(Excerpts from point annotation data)
----------------
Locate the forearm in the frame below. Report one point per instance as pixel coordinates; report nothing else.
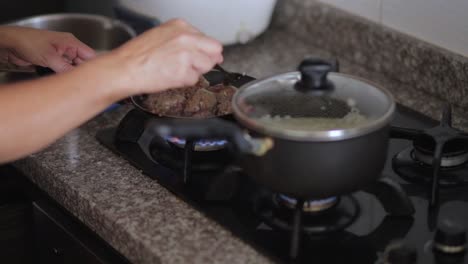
(36, 113)
(7, 37)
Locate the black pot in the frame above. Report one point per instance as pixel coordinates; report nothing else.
(303, 162)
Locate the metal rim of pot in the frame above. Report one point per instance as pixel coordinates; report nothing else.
(314, 135)
(107, 22)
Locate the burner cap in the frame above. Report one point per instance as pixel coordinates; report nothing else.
(200, 145)
(341, 214)
(455, 152)
(311, 206)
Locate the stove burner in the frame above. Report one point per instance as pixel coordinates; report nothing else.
(342, 212)
(412, 170)
(440, 148)
(455, 152)
(310, 206)
(200, 145)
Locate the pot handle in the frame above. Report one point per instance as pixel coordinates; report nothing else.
(212, 128)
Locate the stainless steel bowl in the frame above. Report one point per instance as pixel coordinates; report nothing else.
(99, 32)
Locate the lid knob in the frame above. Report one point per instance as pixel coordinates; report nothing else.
(314, 74)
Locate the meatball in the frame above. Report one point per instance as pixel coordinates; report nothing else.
(224, 96)
(169, 102)
(202, 101)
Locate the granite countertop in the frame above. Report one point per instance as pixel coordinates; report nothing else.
(141, 219)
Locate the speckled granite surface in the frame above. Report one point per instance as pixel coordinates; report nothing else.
(144, 221)
(397, 56)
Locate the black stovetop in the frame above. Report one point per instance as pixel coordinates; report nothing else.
(231, 199)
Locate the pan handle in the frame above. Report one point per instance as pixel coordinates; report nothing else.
(212, 128)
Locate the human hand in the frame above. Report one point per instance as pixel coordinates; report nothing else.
(171, 55)
(59, 51)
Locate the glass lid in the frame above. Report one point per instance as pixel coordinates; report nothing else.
(314, 103)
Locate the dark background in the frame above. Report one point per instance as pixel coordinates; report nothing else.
(16, 9)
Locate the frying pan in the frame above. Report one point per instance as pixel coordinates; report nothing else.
(213, 77)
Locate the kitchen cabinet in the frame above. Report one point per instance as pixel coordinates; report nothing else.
(12, 10)
(34, 229)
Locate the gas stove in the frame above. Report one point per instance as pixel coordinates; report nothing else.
(417, 212)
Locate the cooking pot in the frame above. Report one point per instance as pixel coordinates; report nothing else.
(99, 32)
(310, 134)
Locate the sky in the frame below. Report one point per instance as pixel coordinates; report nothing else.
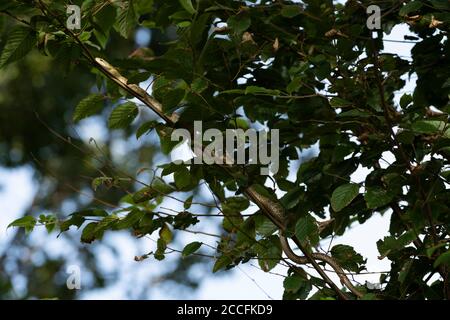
(17, 188)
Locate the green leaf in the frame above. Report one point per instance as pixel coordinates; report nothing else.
(339, 103)
(182, 178)
(343, 195)
(199, 85)
(431, 127)
(293, 283)
(221, 263)
(145, 194)
(291, 11)
(123, 116)
(166, 234)
(187, 5)
(261, 91)
(442, 259)
(392, 244)
(20, 41)
(307, 229)
(146, 128)
(89, 233)
(127, 19)
(130, 220)
(410, 7)
(347, 257)
(239, 23)
(377, 197)
(27, 222)
(191, 248)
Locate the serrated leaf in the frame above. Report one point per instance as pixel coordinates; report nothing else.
(221, 263)
(348, 258)
(191, 248)
(166, 234)
(307, 229)
(187, 5)
(89, 233)
(89, 106)
(291, 11)
(410, 7)
(239, 23)
(20, 41)
(343, 195)
(377, 197)
(442, 259)
(146, 128)
(27, 222)
(123, 116)
(130, 220)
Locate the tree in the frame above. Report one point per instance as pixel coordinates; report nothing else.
(312, 70)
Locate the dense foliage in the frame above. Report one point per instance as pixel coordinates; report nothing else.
(314, 71)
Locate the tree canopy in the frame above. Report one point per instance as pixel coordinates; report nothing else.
(312, 70)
----------------
Brief. Turn every line of the entries above into a numbered list, skipping any blank lines. Leave the pictures out.

Reply.
1. Locate the forearm in the frame below. Report one point per instance as pixel coordinates; report nothing else.
2. (36, 113)
3. (7, 37)
4. Locate the black pot in the frame above. Report one point per instance as pixel coordinates; report nothing else.
5. (303, 162)
6. Locate the metal rim of pot in the frame above. Report one point per instance as pixel coordinates; report nothing else.
7. (314, 135)
8. (107, 22)
9. Locate the burner cap in the frame above. Report one point per instance as pixel coordinates; report nothing else.
10. (200, 145)
11. (341, 214)
12. (455, 152)
13. (311, 206)
14. Locate the stove burner in the frame above. Report one point per instance as pixel coordinates; report nothing else.
15. (342, 212)
16. (412, 170)
17. (440, 148)
18. (455, 152)
19. (310, 206)
20. (200, 145)
21. Locate the pot handle in the frame above. Report one point per instance as pixel coordinates; report nothing else.
22. (212, 128)
23. Locate the stainless steel bowl in the frame above. Report one point per instance as pixel coordinates; report nothing else.
24. (99, 32)
25. Locate the lid knob in the frame above. Report one point per instance as pixel coordinates; report nothing else.
26. (314, 74)
27. Locate the meatball in the frame above. Report one point per instance as pixel coordinates; report nothing else.
28. (224, 96)
29. (169, 102)
30. (202, 101)
31. Locate the granite countertop in the frame above. Report one point per instance as pixel coordinates; report nothing else.
32. (141, 219)
33. Locate the speckled granite surface in the frame above. Report one point per instance as pixel coordinates; report nothing else.
34. (144, 221)
35. (397, 56)
36. Locate the black stovetop in the frame above. Report one point per instance as pixel coordinates; report nothing else.
37. (231, 199)
38. Locate the pan handle in the frame above. Report one point per instance as pixel coordinates; report nothing else.
39. (212, 128)
40. Locate the human hand in the frame above. Report one point per instance as pixel coordinates; report nothing else.
41. (171, 55)
42. (59, 51)
43. Locate the glass lid in the frame above. Report one point per instance as pixel coordinates; report nothing else.
44. (314, 103)
45. Locate the dark background in the frame above. Report one point per instance as pixel coordinates; report nothing else.
46. (16, 9)
47. Locate the frying pan in the frame above. Report one point per instance as pixel coordinates; report nothing else.
48. (213, 77)
49. Locate the kitchen cabinet in the frame above. Report one point per instance as pixel coordinates; report nothing else.
50. (12, 10)
51. (34, 229)
52. Locate the gas stove in the frame above. Report one point per instance as pixel coordinates; report nothing else.
53. (417, 212)
54. Locate the cooking pot in the frame above. Report one point per instance as pixel coordinates; report nothing else.
55. (99, 32)
56. (310, 134)
57. Locate the sky in the frame below. Report one point per instance as pixel coordinates; report nothing else.
58. (17, 188)
59. Locate the green leaf in the frame above. Report one point per instance as pixel coordinates; report nothing else.
60. (339, 103)
61. (182, 178)
62. (343, 195)
63. (199, 85)
64. (431, 127)
65. (293, 283)
66. (221, 263)
67. (145, 194)
68. (291, 11)
69. (123, 116)
70. (166, 234)
71. (187, 5)
72. (261, 91)
73. (442, 259)
74. (392, 244)
75. (20, 41)
76. (307, 229)
77. (146, 128)
78. (89, 233)
79. (127, 19)
80. (130, 220)
81. (410, 7)
82. (347, 257)
83. (239, 23)
84. (377, 197)
85. (27, 222)
86. (191, 248)
87. Locate the serrated leaf in the frame above. Report one point per instance as pixel coordinates; report nothing else.
88. (221, 263)
89. (348, 258)
90. (191, 248)
91. (166, 234)
92. (307, 229)
93. (187, 5)
94. (89, 233)
95. (89, 106)
96. (291, 11)
97. (410, 7)
98. (239, 23)
99. (20, 41)
100. (343, 195)
101. (377, 197)
102. (442, 259)
103. (146, 128)
104. (27, 222)
105. (123, 116)
106. (130, 220)
107. Locate the tree in the frame above. Report one point per instance as pixel coordinates; report nothing else.
108. (312, 70)
109. Locate the dense foliage in the frame above. Report one point per instance as pixel coordinates; report nothing else.
110. (314, 71)
111. Locate the tree canopy in the frame above. Report one point per instance as pixel coordinates; report nothing else.
112. (312, 70)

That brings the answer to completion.